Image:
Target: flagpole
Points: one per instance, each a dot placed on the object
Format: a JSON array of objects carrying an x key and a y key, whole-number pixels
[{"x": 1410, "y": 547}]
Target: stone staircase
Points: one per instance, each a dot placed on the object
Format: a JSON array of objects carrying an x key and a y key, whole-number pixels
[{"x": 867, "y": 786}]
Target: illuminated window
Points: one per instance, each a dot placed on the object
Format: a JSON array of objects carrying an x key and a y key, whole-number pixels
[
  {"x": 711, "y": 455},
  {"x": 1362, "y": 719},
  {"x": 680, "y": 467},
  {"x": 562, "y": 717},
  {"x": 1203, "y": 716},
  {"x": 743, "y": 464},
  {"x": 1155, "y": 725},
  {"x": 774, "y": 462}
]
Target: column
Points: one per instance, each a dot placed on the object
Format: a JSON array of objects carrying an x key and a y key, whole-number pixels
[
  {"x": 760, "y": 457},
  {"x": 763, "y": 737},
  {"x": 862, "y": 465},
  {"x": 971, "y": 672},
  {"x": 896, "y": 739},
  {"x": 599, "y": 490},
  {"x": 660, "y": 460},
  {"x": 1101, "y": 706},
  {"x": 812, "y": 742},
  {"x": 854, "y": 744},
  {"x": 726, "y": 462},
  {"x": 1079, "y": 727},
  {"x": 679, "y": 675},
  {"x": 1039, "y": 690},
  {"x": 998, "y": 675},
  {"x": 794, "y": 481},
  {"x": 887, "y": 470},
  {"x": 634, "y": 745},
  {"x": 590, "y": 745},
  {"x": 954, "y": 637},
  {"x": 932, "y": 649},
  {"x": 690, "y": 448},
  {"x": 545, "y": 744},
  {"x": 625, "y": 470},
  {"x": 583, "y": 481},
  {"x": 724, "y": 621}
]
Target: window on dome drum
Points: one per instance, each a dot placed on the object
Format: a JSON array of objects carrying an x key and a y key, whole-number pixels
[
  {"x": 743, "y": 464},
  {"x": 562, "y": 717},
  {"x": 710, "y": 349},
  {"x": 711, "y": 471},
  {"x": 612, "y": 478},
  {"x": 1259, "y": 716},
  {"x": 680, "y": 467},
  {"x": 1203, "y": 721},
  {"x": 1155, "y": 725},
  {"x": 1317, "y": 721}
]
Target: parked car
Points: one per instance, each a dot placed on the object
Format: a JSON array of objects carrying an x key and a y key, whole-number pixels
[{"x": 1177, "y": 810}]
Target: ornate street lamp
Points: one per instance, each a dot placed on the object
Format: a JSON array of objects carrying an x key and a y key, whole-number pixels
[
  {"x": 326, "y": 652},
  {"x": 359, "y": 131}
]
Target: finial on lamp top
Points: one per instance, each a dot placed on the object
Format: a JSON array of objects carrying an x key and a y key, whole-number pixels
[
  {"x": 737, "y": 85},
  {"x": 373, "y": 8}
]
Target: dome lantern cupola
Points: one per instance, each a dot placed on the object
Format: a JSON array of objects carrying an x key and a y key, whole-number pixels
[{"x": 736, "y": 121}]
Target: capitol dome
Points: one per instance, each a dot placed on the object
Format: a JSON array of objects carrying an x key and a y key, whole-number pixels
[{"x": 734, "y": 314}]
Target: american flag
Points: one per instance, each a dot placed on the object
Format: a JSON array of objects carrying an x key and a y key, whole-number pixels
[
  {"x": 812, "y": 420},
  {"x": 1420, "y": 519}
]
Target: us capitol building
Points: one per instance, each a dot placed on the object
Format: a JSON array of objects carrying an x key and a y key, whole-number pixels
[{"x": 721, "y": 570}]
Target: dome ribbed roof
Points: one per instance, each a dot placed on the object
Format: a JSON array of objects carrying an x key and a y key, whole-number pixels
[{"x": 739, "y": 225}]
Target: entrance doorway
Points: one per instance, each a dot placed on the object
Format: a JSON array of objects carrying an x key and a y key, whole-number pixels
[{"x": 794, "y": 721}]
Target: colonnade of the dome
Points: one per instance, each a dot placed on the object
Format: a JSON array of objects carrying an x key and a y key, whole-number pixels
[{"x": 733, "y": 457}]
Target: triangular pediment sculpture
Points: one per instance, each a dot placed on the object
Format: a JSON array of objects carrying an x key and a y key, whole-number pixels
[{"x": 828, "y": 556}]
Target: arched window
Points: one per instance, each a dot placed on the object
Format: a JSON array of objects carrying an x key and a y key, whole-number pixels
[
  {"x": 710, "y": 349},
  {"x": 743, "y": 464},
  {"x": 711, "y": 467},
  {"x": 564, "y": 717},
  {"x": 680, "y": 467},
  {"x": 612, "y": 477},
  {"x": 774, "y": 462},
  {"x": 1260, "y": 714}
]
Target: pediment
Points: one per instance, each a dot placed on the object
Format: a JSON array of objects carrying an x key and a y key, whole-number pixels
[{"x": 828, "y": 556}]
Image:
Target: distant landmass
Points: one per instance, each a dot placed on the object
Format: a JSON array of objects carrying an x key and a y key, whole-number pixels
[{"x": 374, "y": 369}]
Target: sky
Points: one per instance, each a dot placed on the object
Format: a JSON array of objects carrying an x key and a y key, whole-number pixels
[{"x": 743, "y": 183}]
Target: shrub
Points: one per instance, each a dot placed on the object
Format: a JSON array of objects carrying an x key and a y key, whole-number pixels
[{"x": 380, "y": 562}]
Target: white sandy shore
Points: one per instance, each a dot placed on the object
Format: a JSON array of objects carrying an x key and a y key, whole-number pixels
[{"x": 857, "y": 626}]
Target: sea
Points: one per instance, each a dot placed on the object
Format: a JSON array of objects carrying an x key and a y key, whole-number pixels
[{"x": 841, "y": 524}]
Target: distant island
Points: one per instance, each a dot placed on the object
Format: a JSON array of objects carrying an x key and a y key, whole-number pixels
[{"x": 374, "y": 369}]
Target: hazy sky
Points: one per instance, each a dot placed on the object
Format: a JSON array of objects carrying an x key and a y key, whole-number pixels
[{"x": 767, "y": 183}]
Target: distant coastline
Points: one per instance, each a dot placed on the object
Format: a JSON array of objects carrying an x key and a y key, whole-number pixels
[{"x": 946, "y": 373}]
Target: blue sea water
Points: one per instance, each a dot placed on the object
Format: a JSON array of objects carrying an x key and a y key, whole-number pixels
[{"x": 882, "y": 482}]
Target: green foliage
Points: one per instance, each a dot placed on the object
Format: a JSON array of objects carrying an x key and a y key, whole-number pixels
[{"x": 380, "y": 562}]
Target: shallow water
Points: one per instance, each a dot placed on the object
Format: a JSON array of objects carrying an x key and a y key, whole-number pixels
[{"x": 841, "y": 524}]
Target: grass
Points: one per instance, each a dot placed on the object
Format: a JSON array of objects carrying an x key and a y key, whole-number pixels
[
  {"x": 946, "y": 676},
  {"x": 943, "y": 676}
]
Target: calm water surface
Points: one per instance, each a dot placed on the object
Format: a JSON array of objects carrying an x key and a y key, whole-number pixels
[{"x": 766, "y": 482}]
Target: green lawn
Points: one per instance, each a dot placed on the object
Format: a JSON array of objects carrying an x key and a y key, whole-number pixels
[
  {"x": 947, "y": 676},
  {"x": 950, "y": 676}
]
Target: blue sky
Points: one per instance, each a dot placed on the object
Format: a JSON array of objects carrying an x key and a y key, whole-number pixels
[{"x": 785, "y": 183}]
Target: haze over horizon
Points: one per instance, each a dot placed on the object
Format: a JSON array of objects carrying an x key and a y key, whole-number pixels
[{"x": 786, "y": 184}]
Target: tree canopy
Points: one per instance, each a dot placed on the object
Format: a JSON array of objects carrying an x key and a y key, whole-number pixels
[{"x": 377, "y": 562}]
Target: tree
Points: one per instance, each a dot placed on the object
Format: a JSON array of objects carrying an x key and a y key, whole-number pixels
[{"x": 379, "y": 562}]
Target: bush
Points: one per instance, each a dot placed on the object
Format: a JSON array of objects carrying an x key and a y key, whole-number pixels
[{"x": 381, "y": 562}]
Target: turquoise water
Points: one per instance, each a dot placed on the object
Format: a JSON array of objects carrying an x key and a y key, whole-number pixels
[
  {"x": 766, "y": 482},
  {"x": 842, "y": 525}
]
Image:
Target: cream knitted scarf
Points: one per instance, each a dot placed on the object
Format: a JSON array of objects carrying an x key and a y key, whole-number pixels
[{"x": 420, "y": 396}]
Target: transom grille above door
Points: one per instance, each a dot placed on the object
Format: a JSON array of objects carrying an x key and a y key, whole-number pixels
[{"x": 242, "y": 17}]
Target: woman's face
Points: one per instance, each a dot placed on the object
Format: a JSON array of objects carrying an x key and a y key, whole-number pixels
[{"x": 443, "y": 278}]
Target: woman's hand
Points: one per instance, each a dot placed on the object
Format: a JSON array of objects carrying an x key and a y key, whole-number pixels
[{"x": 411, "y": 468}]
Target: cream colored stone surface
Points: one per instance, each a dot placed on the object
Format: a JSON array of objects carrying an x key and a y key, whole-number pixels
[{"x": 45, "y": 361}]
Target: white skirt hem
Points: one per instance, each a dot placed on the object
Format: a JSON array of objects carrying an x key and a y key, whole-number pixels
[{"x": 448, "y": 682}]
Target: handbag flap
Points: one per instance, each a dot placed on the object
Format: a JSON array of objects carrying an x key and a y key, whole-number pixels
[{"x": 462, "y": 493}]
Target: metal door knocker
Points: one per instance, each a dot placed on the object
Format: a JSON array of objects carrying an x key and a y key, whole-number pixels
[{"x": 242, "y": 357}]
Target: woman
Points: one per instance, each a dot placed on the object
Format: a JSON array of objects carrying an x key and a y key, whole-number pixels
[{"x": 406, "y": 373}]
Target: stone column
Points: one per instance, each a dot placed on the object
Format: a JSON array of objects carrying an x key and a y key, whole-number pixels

EXERCISE DETAILS:
Could you copy each line of the material that holds "green"?

RESPONSE TO THIS TASK:
Target: green foliage
Target: green lawn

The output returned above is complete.